Texte source:
La société mondiale se la jouera « Low cost », par nécessité. Selon les auteurs spécialisés – pas toujours d’accord entre eux – une conception de l’économie du futur basée sur l’économie de moyens pourrait permettre de multiplier par quatre et plus nos capacités de recyclage et de production. D’entrée de jeu nous décrivons les multiples mécanismes qui permettront d’améliorer les performances de la vie « Low cost ». L’optimisation des ressources, mais aussi les marchés de seconde main (les enchères en ligne par exemple), les échanges non marchands (le troc) et enfin l’innovation vont agir profondément sur « l’éco-efficience » du futur. Il s’agit de consommer moins de matières premières tout en produisant autant de biens et de services.

L’économie des savoirs et des talents. Nos sociétés utilisent les réseaux afin de substituer les déplacements numériques aux déplacements physiques, l’immatériel au matériel, les biens numériques aux biens tangibles. Partout les savoirs désormais disponibles dans les réseaux contribuent à améliorer notre bilan énergétique, à réduire notre « empreinte écologique » c’est à dire nos consommations. Dans « Réseaux savants : Planète Fertile » je montre qu’Internet ne sera pas uniquement un « réducteur des coûts énergétiques ». Il sera aussi le moteur de l’économie des connaissances, le premier levier de la vente de nos savoirs pour peu que nous apprenions à leur donner une valeur marchande. En 1986, le fameux rapport du MIT sur les défaillances de l’Amérique en matière de développement technologique : intitulé « Made In America », avait eu un intense retentissement sur la classe dirigeante du pays[5]. Le rapport du MIT montrait que l’Amérique ne manquait pas d’atouts. Le problème était qu’elle ne disposait pas de mécanismes favorables à la valorisation de son immense capital immatériel pour le transformer en « business », pour passer de la recherche à la commercialisation. La France est aujourd’hui placée devant le même problème. Exporter les savoirs et les idées devient au moins aussi importants que d’exporter nos avions ou nos TGV.

Extrait de données:
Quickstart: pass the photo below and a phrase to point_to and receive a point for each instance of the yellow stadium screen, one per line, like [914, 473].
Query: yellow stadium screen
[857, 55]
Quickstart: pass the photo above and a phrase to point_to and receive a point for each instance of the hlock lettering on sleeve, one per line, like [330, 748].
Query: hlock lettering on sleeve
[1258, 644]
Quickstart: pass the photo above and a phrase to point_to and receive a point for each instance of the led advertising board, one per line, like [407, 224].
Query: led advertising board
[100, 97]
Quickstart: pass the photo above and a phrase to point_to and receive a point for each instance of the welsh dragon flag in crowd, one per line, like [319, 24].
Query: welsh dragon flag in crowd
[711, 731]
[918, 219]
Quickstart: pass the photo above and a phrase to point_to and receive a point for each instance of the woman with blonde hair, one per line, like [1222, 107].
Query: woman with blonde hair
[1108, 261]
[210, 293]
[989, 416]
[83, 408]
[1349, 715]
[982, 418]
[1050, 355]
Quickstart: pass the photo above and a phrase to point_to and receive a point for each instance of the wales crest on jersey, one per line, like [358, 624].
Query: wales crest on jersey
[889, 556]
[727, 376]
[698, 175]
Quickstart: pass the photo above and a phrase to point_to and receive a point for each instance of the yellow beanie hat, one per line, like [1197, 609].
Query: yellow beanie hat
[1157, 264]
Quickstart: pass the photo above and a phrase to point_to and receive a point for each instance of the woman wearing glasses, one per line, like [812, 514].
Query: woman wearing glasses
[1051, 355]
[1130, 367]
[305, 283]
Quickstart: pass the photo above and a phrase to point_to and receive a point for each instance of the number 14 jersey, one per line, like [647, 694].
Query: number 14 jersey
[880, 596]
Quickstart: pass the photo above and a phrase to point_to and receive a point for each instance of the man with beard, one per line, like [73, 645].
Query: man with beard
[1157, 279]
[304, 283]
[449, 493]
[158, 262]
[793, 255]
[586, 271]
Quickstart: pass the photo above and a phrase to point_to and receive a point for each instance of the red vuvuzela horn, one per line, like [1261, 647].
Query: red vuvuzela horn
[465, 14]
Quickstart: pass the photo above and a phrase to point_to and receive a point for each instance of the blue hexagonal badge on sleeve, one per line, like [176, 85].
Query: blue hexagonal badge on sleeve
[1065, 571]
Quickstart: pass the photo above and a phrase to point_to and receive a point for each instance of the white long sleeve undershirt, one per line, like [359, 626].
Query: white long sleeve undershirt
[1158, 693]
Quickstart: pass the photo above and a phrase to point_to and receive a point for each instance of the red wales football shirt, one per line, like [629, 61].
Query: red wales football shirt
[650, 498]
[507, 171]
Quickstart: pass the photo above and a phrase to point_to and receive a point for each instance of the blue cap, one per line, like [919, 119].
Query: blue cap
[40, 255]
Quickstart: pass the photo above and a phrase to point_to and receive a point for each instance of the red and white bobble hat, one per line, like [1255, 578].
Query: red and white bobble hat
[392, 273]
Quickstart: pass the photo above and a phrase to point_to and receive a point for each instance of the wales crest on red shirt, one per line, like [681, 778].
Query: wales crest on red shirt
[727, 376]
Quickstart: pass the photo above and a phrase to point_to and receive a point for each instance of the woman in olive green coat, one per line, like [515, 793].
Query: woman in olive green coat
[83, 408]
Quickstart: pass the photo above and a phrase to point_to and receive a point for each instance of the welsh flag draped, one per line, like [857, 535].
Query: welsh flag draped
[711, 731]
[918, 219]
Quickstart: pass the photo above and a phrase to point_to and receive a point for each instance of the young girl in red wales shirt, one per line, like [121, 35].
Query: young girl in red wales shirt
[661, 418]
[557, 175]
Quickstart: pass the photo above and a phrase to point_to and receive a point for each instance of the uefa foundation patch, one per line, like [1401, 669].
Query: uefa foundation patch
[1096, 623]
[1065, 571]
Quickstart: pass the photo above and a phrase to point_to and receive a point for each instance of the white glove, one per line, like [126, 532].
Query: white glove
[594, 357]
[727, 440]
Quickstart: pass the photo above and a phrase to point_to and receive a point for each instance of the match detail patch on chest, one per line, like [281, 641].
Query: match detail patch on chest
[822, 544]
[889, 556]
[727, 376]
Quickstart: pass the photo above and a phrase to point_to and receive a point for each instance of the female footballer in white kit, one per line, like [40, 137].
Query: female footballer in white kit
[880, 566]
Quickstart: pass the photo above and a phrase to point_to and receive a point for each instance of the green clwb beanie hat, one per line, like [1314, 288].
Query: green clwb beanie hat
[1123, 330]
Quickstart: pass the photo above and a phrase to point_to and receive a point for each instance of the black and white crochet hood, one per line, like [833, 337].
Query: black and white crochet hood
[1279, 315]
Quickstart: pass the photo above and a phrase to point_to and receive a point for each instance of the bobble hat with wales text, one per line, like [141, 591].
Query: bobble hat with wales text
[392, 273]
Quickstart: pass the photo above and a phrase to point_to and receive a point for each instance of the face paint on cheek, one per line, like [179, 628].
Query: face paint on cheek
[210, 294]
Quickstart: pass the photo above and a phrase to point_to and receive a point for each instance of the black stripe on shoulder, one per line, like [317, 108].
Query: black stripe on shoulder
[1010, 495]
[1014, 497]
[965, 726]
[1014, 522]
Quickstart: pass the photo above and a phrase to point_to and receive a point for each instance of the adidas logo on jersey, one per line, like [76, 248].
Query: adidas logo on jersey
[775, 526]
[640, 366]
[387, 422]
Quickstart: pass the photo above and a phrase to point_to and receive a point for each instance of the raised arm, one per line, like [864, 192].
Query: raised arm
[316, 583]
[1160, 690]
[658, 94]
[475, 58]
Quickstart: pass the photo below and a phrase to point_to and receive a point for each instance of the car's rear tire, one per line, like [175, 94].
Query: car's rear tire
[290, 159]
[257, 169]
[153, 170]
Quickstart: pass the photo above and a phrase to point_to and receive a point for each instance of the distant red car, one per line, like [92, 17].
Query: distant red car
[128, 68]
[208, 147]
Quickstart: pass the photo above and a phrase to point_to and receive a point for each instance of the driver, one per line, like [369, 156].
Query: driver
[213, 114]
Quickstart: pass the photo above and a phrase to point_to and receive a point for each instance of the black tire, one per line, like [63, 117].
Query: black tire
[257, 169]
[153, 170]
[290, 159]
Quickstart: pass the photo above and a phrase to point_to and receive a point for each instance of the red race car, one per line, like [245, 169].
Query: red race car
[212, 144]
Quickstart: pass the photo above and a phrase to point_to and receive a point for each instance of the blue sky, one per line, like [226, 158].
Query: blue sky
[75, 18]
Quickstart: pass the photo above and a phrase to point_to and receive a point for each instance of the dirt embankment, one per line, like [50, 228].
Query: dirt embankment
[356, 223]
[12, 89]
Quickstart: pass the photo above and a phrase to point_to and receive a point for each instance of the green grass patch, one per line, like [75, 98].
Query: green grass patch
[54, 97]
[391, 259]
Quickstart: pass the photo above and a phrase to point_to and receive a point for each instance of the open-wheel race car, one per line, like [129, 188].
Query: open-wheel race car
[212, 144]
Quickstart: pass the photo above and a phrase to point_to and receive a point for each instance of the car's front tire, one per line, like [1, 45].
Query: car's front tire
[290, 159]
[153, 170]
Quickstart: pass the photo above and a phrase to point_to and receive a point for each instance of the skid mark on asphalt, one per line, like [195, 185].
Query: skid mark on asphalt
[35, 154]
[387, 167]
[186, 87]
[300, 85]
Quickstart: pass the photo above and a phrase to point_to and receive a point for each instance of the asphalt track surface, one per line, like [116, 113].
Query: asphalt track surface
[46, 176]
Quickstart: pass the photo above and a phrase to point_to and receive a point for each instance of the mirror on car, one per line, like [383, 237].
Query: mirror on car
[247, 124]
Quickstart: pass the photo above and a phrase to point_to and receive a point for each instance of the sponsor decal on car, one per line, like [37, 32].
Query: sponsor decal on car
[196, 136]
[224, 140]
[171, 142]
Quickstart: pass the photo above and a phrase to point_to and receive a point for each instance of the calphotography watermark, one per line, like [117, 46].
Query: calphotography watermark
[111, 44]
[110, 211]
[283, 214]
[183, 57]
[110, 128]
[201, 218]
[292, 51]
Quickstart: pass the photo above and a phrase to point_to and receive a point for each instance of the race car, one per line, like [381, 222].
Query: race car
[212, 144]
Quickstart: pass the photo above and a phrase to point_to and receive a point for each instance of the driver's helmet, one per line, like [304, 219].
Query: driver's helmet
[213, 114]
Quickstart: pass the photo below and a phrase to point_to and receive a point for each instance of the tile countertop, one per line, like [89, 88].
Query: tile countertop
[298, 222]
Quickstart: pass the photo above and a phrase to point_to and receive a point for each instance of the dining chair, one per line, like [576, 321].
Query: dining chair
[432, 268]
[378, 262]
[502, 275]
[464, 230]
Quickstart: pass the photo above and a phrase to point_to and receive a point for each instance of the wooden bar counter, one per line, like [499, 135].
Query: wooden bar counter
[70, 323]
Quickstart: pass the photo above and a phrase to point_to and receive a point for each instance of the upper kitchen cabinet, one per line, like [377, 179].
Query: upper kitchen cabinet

Travail demandé:
**1.** Recopiez le passage du texte sur l'économie « Low cost » qui commence aux mots « La société mondiale » et s'achève après les mots « et de services. ».
**2.** Reformulez sous forme de liste plus concise le paragraphe du texte sur l'économie « Low cost » qui débute par « La société mondiale se la jouera », en conservant ses informations essentielles.
Les enregistrements sont sans rapport avec le texte sur l'économie « Low cost ».

Réponses attendues:
**1.**
La société mondiale se la jouera « Low cost », par nécessité. Selon les auteurs spécialisés – pas toujours d’accord entre eux – une conception de l’économie du futur basée sur l’économie de moyens pourrait permettre de multiplier par quatre et plus nos capacités de recyclage et de production. D’entrée de jeu nous décrivons les multiples mécanismes qui permettront d’améliorer les performances de la vie « Low cost ». L’optimisation des ressources, mais aussi les marchés de seconde main (les enchères en ligne par exemple), les échanges non marchands (le troc) et enfin l’innovation vont agir profondément sur « l’éco-efficience » du futur. Il s’agit de consommer moins de matières premières tout en produisant autant de biens et de services.

**2.**
- Par nécessité, la société mondiale adoptera un mode de vie « Low cost ».
- D'après des auteurs spécialisés, qui ne s'accordent pas toujours, une économie du futur fondée sur l'économie de moyens pourrait multiplier par quatre et plus nos capacités de recyclage et de production.
- Plusieurs mécanismes agiront profondément sur l'« éco-efficience » du futur :
  - l'optimisation des ressources ;
  - les marchés de seconde main, comme les enchères en ligne ;
  - les échanges non marchands, comme le troc ;
  - l'innovation.
- L'objectif est de consommer moins de matières premières tout en produisant autant de biens et de services.